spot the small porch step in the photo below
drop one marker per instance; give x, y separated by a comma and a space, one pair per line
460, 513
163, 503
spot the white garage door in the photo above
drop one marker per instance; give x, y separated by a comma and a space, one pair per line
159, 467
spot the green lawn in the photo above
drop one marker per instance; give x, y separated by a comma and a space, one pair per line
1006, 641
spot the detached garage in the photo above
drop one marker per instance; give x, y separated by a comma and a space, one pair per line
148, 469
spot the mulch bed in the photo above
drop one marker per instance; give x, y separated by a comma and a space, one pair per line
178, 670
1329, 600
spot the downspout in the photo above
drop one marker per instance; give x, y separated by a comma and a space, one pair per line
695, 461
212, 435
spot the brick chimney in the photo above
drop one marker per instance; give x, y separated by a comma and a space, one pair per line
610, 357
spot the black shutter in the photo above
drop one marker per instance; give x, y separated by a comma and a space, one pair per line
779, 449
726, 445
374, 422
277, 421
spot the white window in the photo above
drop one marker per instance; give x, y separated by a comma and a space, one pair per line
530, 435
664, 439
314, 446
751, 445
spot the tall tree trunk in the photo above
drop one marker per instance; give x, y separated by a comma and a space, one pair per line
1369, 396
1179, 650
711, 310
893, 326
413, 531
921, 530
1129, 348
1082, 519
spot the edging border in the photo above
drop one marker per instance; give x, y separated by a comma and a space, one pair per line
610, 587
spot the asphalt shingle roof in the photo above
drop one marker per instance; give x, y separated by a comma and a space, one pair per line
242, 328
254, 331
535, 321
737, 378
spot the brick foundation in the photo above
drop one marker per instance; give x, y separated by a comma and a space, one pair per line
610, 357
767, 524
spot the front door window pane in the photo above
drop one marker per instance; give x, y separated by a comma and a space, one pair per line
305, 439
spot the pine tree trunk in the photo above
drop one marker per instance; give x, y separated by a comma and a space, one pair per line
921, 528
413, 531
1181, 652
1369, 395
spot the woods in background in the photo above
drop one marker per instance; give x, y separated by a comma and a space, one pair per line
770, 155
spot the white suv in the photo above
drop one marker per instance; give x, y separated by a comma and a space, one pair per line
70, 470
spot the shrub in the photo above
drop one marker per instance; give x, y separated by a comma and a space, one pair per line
────────────────
[Exercise prompt]
Return every line exactly.

[Solved problem]
spot the small porch step in the photo below
drop one marker per instance; give x, y separated by a comma and a space, one pair per line
460, 513
163, 503
spot the white garage door in the photo above
drop one marker per instance; give x, y separated by a comma and a space, one pair per line
159, 467
spot the green lawn in the photo above
drop one marker per instance; give x, y separated by a comma and a space, one pair per line
1006, 641
spot the detached garage in the photo above
drop one marker per instance; give x, y separated by a comma and a space, one pair per line
148, 469
spot the mulch bed in the photo above
drop one marker per instance; give x, y separated by a comma and a space, one pair per line
178, 670
1329, 600
spot the downspout in the photo above
drop one marker per instance; give x, y separated by a comma and a space, one pair per line
695, 461
212, 435
spot the brick chimney in the photo above
drop one marker per instance; give x, y separated by a comma and a space, one pair per line
610, 357
spot the black shutter in the photo above
drop one marker per instance; give x, y separated by a comma and a space, one pair per line
779, 449
726, 445
374, 422
277, 421
spot the white window in the photo above
drop one marker per instance; give x, y separated by a comma and a space, one pair per line
530, 435
664, 439
314, 446
751, 445
spot the tall tree trunk in the photo above
drop one marker per instance; give x, y separated by a comma and a space, one pair per line
1369, 396
1179, 650
711, 310
893, 326
413, 531
921, 530
1129, 348
1082, 519
spot the edging border in the photo above
drop one marker per instance; give x, y separated by a comma and a space, one pair per line
610, 587
spot the asphalt shingle roof in the photo above
drop one marker per instance; give x, y separated by a comma and a space, one pair per line
242, 328
254, 331
535, 321
737, 378
spot the brick foundation in the photo above
drop one marker per instance; give x, y separated by a comma and a space, one pair per line
610, 357
767, 524
spot the front door window pane in the photo above
drop one marker per instance; give x, y separated by a comma and a space, one pair per line
305, 439
spot the pine tree trunk in the photo above
drop one marker per instance; give x, y separated by a comma and a space, one pair per line
921, 528
413, 531
1181, 652
1369, 395
spot the woods in background in the photo above
drop one marker per instance; give x, y separated by a comma and a space, one pair per line
770, 155
spot the white suv in the photo above
drop one marker per instance; give x, y separated by a comma and a space, one pair per line
70, 470
spot the shrub in the photo above
drop one marker per instance; give x, y separated by a comma and a space, one pair per line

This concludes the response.